#### Stated task
Render the entries below as a Markdown table with the columns Row and Line, starting at the first line of the entries and ending at the line containing "point(1046, 385)", both included. Skip blank lines and leave the pictures out.

#### Material for the task

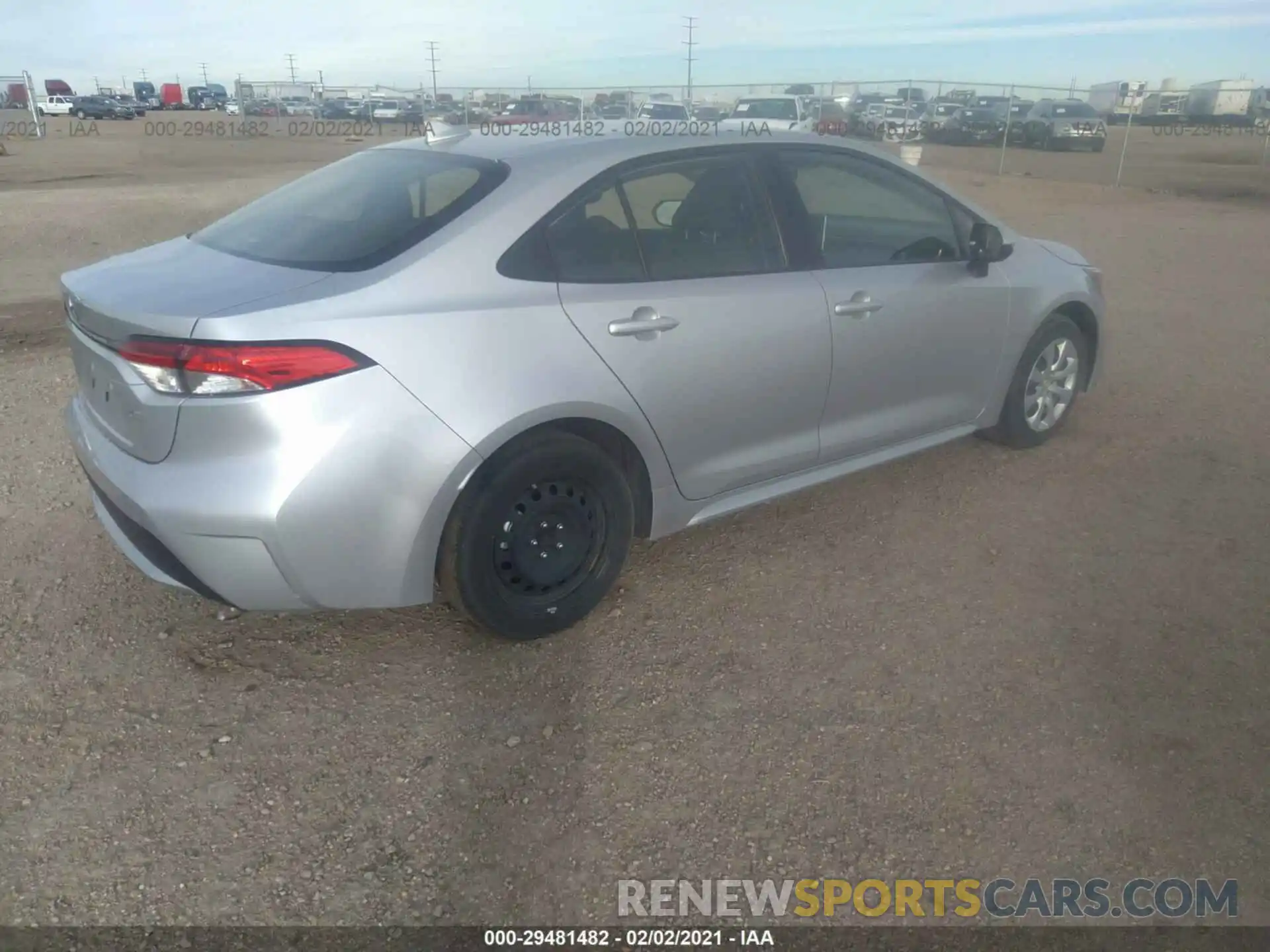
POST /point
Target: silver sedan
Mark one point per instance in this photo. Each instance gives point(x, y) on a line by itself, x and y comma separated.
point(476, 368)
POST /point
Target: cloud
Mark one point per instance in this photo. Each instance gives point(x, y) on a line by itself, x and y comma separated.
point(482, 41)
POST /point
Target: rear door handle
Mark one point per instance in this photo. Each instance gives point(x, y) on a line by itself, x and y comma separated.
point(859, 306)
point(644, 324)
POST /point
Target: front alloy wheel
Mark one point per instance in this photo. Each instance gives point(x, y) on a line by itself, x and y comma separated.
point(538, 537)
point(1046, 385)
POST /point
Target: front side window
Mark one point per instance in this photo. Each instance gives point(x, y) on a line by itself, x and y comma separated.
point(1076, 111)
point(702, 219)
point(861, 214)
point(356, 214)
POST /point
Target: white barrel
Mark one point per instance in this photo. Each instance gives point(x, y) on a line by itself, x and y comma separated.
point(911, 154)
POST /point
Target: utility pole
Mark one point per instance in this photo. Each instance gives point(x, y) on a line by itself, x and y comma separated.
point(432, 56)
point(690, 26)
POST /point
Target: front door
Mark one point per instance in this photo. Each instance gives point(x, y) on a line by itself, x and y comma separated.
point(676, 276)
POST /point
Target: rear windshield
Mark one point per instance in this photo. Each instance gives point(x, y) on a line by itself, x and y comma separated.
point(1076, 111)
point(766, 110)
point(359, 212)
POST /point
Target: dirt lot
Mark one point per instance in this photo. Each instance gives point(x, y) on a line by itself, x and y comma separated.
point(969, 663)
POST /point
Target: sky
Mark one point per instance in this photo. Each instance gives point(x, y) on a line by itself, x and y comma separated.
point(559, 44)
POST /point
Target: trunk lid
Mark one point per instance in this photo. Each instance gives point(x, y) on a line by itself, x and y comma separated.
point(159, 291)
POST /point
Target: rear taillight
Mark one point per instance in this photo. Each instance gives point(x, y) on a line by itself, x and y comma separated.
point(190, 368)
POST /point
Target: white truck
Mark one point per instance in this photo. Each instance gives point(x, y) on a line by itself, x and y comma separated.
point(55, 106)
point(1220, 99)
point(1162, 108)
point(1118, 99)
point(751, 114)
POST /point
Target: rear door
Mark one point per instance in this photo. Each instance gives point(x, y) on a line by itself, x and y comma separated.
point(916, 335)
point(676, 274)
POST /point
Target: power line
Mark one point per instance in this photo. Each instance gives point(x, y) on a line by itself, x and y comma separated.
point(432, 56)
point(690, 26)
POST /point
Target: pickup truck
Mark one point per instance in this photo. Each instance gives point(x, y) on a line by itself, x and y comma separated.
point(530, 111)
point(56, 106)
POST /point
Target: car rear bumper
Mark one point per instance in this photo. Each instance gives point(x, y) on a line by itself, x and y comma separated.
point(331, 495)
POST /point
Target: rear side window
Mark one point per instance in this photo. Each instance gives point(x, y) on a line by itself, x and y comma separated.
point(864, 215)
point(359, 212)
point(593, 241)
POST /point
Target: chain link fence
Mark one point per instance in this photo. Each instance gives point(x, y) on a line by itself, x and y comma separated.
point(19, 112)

#### Output of the exercise
| Row | Line |
|---|---|
| 1 | POST /point |
| 2 | Target: silver sedan |
| 3 | Mark one point per instance in this photo. Each instance gives point(x, y) on a line by itself, x and y comma separated. |
| 4 | point(476, 368) |
| 5 | POST /point |
| 6 | Target: cloud |
| 7 | Mark one point per instance in this photo. Each instance gives point(x, y) on a line by itself, x and y comma separated. |
| 8 | point(482, 41) |
| 9 | POST /point |
| 10 | Target: rear door handle |
| 11 | Mark one point per instance in this photo. Each instance gives point(x, y) on a line by itself, x and y comma separated. |
| 12 | point(859, 306) |
| 13 | point(644, 324) |
| 14 | POST /point |
| 15 | Target: front alloy wheel |
| 16 | Mark one point per instance in this photo. Each instance gives point(x, y) on a line by itself, x and y comma separated. |
| 17 | point(538, 537) |
| 18 | point(1046, 385) |